Perhaps I might weary the House for a moment with my own experience in a somewhat different role. When I used to ply my trade as a barrister on the Wales and Chester circuit, which, from chambers in London, might be regarded as earning one's living "overseas", I had to satisfy the Inland Revenue, as part of the purpose of the tax regime at that time, that I was spending two nights in Chester, one in Caernarvon and one in Dolgelly, claiming legitimate expenses. I had to keep records of the fee that I received in Caernarvon or in Haverfordwest. It was not difficult. I had to say that my earnings from the circuit were£X, my expenses were£Y and my total income was therefore£X minus Y. The problem was no more complicated than that. We are not convinced that it is beyond the ability of the Treasury to solve this problem.

The Chief Secretary closed his speech in Standing Committee by saying: What I can say is that the Government, for their part, and certainly I for my part, will continue the search for a way to bring sole traders, professional people and partnerships into the relief. I cannot promise to be able to do that in time for Report, but I expect to be able to have the relief provision ready in time for the next Finance Bill.— [Official Report, Starding Committee D; 15th June 1977; c. 651–2.] That is simply not good enough. It is three years since the right hon. Member designed the régime from which he is now seeking to escape. It is nine months since a consultative document was produced to help those people who are employed. I cannot believe that it is beyond the capacity of a Government who have any real feeling for the self-employed to give relief in that area. If the Chief Secretary repeats what he said in Standing Committee—that he expects to introduce relief in time for the next Finance Bill—we shall ask why he has not got it ready in time for this one. I hope that the Chief Secretary will be full of enthusiastic repentance and will be ready to accept this new clause, which makes an unanswerable case.
==*==
### JOBS
1. In the speech, which circuit did the speaker work on as a barrister?
2. Return the passage of the speech from "Perhaps I might" to "solve this problem.", copied word for word.
The data below has no connection to the speech above.

### EXCERPTED DATA
==*==
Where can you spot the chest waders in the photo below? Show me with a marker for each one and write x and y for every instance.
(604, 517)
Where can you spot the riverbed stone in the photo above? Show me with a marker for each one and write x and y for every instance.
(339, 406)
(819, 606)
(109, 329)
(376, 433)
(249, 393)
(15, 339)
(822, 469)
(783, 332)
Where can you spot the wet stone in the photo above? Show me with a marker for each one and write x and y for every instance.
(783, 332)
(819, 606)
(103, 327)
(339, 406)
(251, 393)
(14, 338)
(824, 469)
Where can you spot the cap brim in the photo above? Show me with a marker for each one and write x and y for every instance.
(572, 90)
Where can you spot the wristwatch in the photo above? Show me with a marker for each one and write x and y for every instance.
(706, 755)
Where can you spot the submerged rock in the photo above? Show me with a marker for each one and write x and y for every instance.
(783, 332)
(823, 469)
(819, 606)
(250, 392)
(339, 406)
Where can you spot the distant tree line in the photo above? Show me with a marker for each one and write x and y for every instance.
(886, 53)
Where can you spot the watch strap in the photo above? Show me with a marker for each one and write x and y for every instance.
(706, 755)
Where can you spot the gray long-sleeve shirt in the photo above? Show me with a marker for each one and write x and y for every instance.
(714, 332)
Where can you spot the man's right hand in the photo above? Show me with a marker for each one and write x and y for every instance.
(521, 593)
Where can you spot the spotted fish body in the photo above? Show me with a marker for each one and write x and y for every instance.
==*==
### THE REPLIES
1. The Wales and Chester circuit.

2.
Perhaps I might weary the House for a moment with my own experience in a somewhat different role. When I used to ply my trade as a barrister on the Wales and Chester circuit, which, from chambers in London, might be regarded as earning one's living "overseas", I had to satisfy the Inland Revenue, as part of the purpose of the tax regime at that time, that I was spending two nights in Chester, one in Caernarvon and one in Dolgelly, claiming legitimate expenses. I had to keep records of the fee that I received in Caernarvon or in Haverfordwest. It was not difficult. I had to say that my earnings from the circuit were£X, my expenses were£Y and my total income was therefore£X minus Y. The problem was no more complicated than that. We are not convinced that it is beyond the ability of the Treasury to solve this problem.